**SHORT TASK 1:** In the data warehouse augmentation article, name every activity on big data for which the article says multiple scenarios are described.
**SHORT TASK 2:** Continue the data warehouse augmentation article from its last sentence.

Data warehouse augmentation, Part 2
Use big data technologies as a landing zone for source data
This content is part # of # in the series: Data warehouse augmentation, Part 2
This content is part of the series:Data warehouse augmentation, Part 2
Stay tuned for additional content in this series.
Part 1 of this series describes the current state of the data warehouse, its landscape, technology, and architecture. It identifies the technical and business drivers for moving to big data technologies and identifies the use cases for augmenting the existing data warehouse by incorporating big data technologies. This article further describes one of the use cases that are introduced in Part 1, using a Hadoop-based environment as a landing zone for big data. Multiple scenarios for storing, handling, preprocessing, filtering, and exploring big data are described. This article introduces the concept of a landing zone and describes its logical architecture and high-level components.
Hadoop provides the capability to configure a landing zone, which acts as a staging area for data. The landing zone accepts data from many structured and unstructured sources. It is responsible for several tasks:
- Provides early data exploration: Explore data to determine what data can be moved to the data warehouse and retained there to save on storage costs. Data at rest is often in this category.

Photo-based point labeling data
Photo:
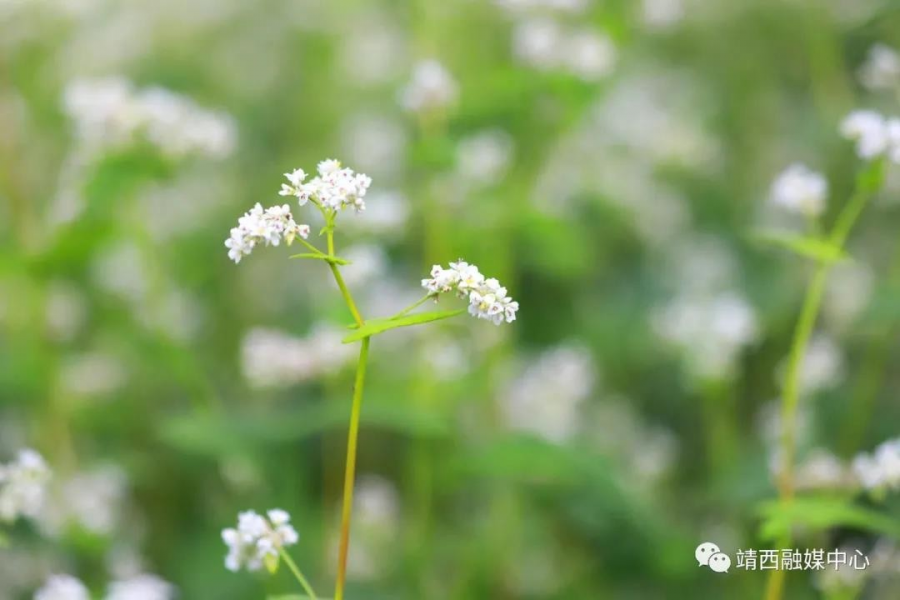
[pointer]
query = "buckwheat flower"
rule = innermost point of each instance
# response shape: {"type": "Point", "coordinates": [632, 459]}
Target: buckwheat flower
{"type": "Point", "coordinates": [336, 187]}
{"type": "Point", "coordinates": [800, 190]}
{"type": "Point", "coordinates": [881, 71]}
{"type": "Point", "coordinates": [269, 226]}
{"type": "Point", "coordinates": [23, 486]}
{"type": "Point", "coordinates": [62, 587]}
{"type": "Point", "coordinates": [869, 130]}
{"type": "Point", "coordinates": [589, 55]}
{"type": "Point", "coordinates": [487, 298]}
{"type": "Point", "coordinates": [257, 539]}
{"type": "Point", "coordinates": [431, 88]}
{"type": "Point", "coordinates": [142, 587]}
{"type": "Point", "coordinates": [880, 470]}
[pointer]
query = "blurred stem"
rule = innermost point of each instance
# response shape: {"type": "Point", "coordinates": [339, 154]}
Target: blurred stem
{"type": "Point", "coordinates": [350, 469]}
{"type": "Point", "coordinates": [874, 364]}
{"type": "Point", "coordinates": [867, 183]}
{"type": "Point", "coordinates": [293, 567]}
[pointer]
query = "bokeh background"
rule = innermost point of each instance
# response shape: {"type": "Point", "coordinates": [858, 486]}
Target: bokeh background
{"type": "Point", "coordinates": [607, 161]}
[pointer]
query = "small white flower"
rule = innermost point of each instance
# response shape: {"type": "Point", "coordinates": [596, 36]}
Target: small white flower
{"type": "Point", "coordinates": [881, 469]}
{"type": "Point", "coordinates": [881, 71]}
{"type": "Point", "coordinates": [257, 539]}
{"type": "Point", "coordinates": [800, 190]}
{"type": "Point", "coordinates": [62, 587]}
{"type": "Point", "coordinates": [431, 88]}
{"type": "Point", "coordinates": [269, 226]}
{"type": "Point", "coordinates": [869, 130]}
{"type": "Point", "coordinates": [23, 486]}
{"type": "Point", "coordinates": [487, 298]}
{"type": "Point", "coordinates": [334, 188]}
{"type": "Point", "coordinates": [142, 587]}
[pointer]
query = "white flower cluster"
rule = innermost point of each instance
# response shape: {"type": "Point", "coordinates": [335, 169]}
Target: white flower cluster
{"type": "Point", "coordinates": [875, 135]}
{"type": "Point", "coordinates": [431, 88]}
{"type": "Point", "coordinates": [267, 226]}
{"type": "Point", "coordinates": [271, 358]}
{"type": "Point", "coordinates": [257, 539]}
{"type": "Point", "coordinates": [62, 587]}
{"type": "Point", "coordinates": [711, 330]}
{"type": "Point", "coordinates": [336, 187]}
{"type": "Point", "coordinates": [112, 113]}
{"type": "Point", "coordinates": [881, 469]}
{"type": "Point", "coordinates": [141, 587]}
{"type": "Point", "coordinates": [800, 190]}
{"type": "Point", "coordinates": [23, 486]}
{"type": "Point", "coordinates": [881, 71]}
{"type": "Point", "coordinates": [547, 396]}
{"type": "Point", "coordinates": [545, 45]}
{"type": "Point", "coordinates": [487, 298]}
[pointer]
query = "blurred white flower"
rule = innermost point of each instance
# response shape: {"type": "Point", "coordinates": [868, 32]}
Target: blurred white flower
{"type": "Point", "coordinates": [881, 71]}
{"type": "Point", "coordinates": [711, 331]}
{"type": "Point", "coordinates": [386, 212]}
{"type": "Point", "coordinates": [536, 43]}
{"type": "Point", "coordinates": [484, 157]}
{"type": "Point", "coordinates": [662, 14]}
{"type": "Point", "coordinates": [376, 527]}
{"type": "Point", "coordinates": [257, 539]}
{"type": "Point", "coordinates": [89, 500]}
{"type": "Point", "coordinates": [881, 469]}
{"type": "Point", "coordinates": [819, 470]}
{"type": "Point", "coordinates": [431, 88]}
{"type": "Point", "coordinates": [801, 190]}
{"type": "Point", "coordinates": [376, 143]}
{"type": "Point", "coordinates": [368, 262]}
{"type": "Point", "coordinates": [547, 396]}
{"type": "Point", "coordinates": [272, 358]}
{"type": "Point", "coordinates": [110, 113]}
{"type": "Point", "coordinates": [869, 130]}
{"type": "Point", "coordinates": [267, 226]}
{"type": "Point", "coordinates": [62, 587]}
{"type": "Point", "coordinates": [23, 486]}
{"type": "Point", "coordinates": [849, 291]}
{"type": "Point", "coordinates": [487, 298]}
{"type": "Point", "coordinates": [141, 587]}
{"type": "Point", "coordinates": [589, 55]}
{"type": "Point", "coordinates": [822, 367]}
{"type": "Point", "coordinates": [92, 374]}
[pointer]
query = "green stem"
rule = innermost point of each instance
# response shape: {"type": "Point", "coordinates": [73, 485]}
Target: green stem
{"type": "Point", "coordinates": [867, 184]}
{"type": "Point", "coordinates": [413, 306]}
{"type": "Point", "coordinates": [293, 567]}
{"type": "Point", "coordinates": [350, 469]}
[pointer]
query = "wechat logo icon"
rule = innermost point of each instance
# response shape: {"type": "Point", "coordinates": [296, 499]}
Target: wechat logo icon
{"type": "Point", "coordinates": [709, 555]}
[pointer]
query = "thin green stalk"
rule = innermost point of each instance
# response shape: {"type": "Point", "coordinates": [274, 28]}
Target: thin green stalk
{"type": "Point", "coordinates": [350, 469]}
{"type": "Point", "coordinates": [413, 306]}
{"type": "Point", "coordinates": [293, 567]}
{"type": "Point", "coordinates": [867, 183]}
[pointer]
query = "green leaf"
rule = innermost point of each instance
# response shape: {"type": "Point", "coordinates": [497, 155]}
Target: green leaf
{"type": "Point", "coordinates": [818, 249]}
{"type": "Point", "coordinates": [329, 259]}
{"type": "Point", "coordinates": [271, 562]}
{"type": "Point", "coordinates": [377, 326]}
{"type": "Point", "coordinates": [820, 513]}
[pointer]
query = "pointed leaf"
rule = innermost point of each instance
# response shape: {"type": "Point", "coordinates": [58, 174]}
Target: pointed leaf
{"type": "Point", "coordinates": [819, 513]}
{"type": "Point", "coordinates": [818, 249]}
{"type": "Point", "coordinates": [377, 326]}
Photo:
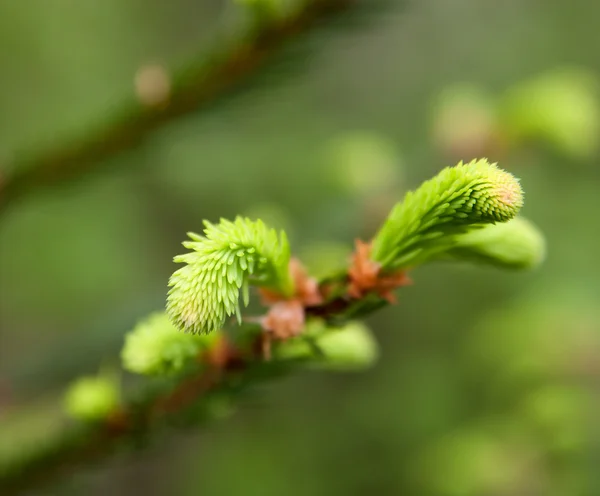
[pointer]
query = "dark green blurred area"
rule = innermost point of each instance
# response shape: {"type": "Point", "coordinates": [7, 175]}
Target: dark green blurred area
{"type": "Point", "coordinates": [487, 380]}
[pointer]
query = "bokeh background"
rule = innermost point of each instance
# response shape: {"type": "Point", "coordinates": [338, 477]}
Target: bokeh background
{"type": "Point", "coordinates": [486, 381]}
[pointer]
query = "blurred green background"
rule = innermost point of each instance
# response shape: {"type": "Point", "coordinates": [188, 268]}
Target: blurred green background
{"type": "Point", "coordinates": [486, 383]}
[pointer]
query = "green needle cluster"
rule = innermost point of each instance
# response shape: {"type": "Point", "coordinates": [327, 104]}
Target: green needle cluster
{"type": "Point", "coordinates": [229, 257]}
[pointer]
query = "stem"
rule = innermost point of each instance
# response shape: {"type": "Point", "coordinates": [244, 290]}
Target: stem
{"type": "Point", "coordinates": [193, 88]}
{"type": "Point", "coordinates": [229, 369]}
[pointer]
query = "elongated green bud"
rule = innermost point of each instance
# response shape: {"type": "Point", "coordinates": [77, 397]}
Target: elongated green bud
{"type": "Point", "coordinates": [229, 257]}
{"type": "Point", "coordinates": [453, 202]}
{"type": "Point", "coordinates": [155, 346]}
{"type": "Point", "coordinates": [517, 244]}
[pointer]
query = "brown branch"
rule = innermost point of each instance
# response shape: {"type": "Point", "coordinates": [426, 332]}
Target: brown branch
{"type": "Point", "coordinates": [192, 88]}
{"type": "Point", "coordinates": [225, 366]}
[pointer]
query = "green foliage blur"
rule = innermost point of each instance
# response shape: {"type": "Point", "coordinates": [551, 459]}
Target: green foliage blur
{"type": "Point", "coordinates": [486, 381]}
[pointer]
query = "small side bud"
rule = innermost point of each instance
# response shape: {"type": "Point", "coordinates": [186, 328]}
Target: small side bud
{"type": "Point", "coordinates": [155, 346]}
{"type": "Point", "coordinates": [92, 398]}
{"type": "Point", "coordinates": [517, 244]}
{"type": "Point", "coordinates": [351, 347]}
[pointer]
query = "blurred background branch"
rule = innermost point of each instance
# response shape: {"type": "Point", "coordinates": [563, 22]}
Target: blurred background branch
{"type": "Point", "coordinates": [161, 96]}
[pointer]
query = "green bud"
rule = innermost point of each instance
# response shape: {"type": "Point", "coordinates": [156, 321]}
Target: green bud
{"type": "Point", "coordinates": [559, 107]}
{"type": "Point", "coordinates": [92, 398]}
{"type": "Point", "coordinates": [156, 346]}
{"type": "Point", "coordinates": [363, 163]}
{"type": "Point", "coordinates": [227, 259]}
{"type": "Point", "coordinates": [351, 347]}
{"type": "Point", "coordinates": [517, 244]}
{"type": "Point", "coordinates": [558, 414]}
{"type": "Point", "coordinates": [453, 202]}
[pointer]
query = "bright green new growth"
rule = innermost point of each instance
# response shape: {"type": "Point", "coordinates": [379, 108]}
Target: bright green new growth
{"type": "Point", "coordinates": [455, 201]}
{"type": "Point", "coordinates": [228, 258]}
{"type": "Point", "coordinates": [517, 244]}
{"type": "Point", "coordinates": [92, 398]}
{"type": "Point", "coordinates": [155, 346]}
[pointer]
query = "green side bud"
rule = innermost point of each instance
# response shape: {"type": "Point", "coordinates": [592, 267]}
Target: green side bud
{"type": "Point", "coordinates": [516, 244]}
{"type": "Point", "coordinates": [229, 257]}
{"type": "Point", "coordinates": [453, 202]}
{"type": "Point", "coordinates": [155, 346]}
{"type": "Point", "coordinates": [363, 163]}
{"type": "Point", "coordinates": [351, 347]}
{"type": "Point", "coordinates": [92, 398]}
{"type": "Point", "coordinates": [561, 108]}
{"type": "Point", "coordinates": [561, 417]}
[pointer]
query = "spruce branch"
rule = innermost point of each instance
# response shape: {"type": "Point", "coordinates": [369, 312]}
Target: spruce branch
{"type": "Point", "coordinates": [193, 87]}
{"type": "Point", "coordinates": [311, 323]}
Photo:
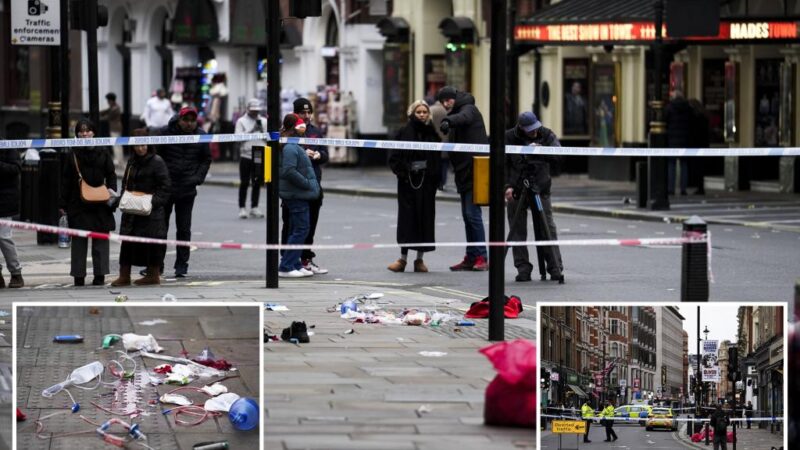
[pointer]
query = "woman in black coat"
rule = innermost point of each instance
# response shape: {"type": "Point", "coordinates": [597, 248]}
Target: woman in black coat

**EXERCISE ANSWER 1:** Storing, handling, preprocessing, filtering, and exploring.

**EXERCISE ANSWER 2:**
- Handles streaming data: The volume of streaming data can large and not all of it must to be stored. The landing zone can accept, analyze, and process streaming data without storing it first. Use the landing zone to determine what streaming data must be saved, either in the Hadoop Distributed File System (HDFS) or in a data warehouse.
- Provides a preprocessing facility: The landing zone can transform the data before it loads the data in the data warehouse.
Scope and boundary of the landing zone
As shown in Figure 1, the landing zone exists between the data sources and the data warehouse. Real-time analytics processing is outside the landing zone.
Figure 1. Scope of the landing zone
Implementing a landing zone to handle big data
A big data platform provides the infrastructure to store and process the massive volume of data in a parallel and distributed way. The data includes structured, semi-structured, or unstructured data at rest or data in motion.
The volume of data is stored in distributed file systems such as HDFS and in document-oriented databases such as MongoDB. The data is processed by distributed processing technologies such as MapReduce. The data is fetched from the distributed storage by using SQL-like programming models such as Jaql, Hive, and Pig.
A landing zone to handle big data can be implemented for the following scenarios.
- Big data as a data source to the data warehouse
- Store unstructured data and move it to the data warehouse
- Move data from the data warehouse to big data storage
- Move staging data into big data storage
- Process streaming data in the landing zone and move filtered data to the data warehouse
- Explore data in the landing zone and move filtered data to the data warehouse
Big data as a data source to the data warehouse
Do you have data that can provide significant business insight if it were in the data warehouse?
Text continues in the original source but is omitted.